Письменное задание A:
Верните из отрывка о танковом бое за Вац фрагмент от "Командир роты, пересев" до "пересеченных местах дороге." слово в слово.

Отрывок для чтения:
════════════════
Командир роты, пересев на другой танк, продолжал бой. Сопротивление гитлеровцев было сломлено, и танкисты вышли на железную дорогу Вац—Вершег. Младшие лейтенанты Павлов и Колонтай, раскидав эшелон с военным грузом, первыми оказались на берегу Дуная и обстреляли вражеские пароходы и баржи.

Этот довольно выгодный рубеж танкисты удержали до подхода основных сил бригады. А 7 декабря она получила задачу овладеть городом Вац.

Послали разведку. Ее возглавил лейтенант Сидоренко. В состав группы вошли еще два офицера — младшие лейтенанты Хараим и Саяпин.

Заместитель командира корпуса генерал М. И. Лавриненко лично проинструктировал разведчиков, напомнил об особенностях их действий ночью в горно-лесистой местности, о преодолении засад, которые не исключены на единственной в этих резко пересеченных местах дороге.
════════════════
Исходные данные:
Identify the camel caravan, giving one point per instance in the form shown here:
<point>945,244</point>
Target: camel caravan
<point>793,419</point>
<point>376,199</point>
════════════════
Письменное задание B:
Замените во всех записях "camel caravan" на "donkey caravan" и приведите эти записи целиком, больше ничего не меняя.

Итоговый ответ A:
Командир роты, пересев на другой танк, продолжал бой. Сопротивление гитлеровцев было сломлено, и танкисты вышли на железную дорогу Вац—Вершег. Младшие лейтенанты Павлов и Колонтай, раскидав эшелон с военным грузом, первыми оказались на берегу Дуная и обстреляли вражеские пароходы и баржи.

Этот довольно выгодный рубеж танкисты удержали до подхода основных сил бригады. А 7 декабря она получила задачу овладеть городом Вац.

Послали разведку. Ее возглавил лейтенант Сидоренко. В состав группы вошли еще два офицера — младшие лейтенанты Хараим и Саяпин.

Заместитель командира корпуса генерал М. И. Лавриненко лично проинструктировал разведчиков, напомнил об особенностях их действий ночью в горно-лесистой местности, о преодолении засад, которые не исключены на единственной в этих резко пересеченных местах дороге.

Итоговый ответ B:
Identify the donkey caravan, giving one point per instance in the form shown here:
<point>945,244</point>
Target: donkey caravan
<point>793,419</point>
<point>376,199</point>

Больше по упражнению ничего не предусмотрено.